***** PAGE TEXT *****

It's probably CDI ignition .. or battery powered CDI. If not battery powered there will be a source coil (generates AC voltage for spark) & a pulser coil (tells the CDI unit to release voltage stored in the capacitor) in addition to the normal charging coil (which is actually on the same assembly as the source coil - just different windings). Could be TPI ignition too - that system has no source coil (uses battery power), but still uses a pulser for timing.. IF the coil has one connector & the coil is grounded to frame, it's CDI. If the coil has 2 connectors, it's TPI. The computer, or 'magic box' as I like to call it, switches the ground circuit to collapse the field in the coil with TPI -- with CDI the capacitor sends a large pulse the coil which passes thru the primary side of the coil to ground.
Normally on Jap machines, ignition parts rarely fail unless ridden in hot climates - like Phoenix for example. Lots of charging system problems out there ... but that's a different system altogether. CDI & TPI boxes hardly ever fail. On older machines you might fry a source coil, or have a pulser that quits. Ignition coils rarely fail either. On this thing it's a crap shoot. You could have multiple failures all at once, which is fun to diagnose.

I'd imagine their electronics are not as stout as the Jap ones.

***** SUPPLIED DATA *****

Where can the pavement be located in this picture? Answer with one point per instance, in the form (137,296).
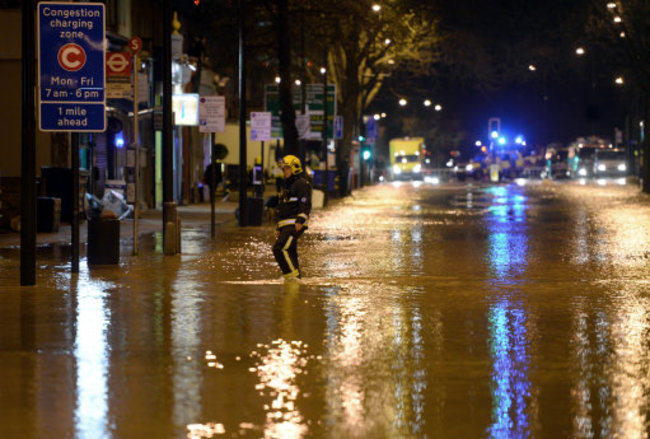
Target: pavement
(150,221)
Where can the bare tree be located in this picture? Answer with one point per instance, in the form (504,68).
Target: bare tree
(622,30)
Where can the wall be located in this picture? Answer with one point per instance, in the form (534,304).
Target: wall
(11,99)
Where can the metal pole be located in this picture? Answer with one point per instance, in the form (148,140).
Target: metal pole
(28,154)
(213,185)
(170,237)
(325,121)
(75,201)
(136,143)
(243,214)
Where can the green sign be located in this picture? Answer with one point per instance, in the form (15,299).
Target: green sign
(313,102)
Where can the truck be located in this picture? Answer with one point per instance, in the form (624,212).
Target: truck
(406,157)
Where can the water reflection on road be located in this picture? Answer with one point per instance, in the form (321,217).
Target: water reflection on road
(461,311)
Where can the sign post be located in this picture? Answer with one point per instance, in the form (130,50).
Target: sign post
(135,44)
(212,119)
(71,78)
(71,68)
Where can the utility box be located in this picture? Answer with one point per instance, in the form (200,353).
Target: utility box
(48,214)
(103,241)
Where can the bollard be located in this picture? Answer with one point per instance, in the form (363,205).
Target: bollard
(170,228)
(178,235)
(170,244)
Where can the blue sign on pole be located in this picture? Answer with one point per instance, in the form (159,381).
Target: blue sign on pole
(71,75)
(338,127)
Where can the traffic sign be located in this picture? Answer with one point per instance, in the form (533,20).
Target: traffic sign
(118,64)
(71,78)
(314,103)
(212,114)
(135,44)
(260,125)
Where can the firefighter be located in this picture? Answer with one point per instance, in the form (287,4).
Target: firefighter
(293,216)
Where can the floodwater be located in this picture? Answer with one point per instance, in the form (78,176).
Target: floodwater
(461,311)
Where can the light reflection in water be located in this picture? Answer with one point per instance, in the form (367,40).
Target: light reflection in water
(186,330)
(611,396)
(507,319)
(91,353)
(278,370)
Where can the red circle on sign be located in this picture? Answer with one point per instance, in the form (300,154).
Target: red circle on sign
(71,57)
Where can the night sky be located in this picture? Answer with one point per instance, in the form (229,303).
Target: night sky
(564,98)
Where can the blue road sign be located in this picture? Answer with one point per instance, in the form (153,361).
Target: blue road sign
(71,76)
(338,127)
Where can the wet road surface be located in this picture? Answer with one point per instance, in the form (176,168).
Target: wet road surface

*****

_TO DO:_
**A.** Print the part of the post on motorcycle ignition starting with "It's probably CDI" and going on through "coil to ground.".
**B.** Summarize the post on motorcycle ignition in two sentences.
**C.** Go on with the post on motorcycle ignition from its final sentence.

_RESULTS:_
**A.**
It's probably CDI ignition .. or battery powered CDI. If not battery powered there will be a source coil (generates AC voltage for spark) & a pulser coil (tells the CDI unit to release voltage stored in the capacitor) in addition to the normal charging coil (which is actually on the same assembly as the source coil - just different windings). Could be TPI ignition too - that system has no source coil (uses battery power), but still uses a pulser for timing.. IF the coil has one connector & the coil is grounded to frame, it's CDI. If the coil has 2 connectors, it's TPI. The computer, or 'magic box' as I like to call it, switches the ground circuit to collapse the field in the coil with TPI -- with CDI the capacitor sends a large pulse the coil which passes thru the primary side of the coil to ground.

**B.** The ignition is probably CDI or TPI: a coil with one connector that is grounded to the frame means CDI, while a coil with two connectors means TPI. Ignition parts on Japanese machines rarely fail except in hot climates, but on this machine it's a crap shoot, and several parts could fail at once.

**C.**
But anyway, a source coil should put out at least 20 ACV cranking, pulser (or pickup coil - many different names for same part) should put out anywhere from 2 tenths of a volt to 2 ACV. If battery powered ignition (no source coil), battery needs to be fully charged or no spark. Grounds are very important on TPI - test them from the magic box for continuity. Check the kill switches - if CDI, when closed (to kill engine), they ground. If TPI, they open the ground to the box. Fairly certain most off road machines will be CDI though - so if that wire going to the kill switch from the box has continuity to ground, it won't spark.
I hardly ever do ohm checks, except with the ignition coil. 90% of the time the part will be in spec (like a source coil) ... then you check for AC output and you can clearly see it's toast. You can check the primary windings, then secondary windings, wire, and cap. On CDI from the connection to ground is primary, and from connection to the plug cap is secondary. Cap should have a resistor in it as well - sometimes those will fail.
Anyway I'm fallin asleep here so I'll check back tomorrow afternoon at some point to see how you made out.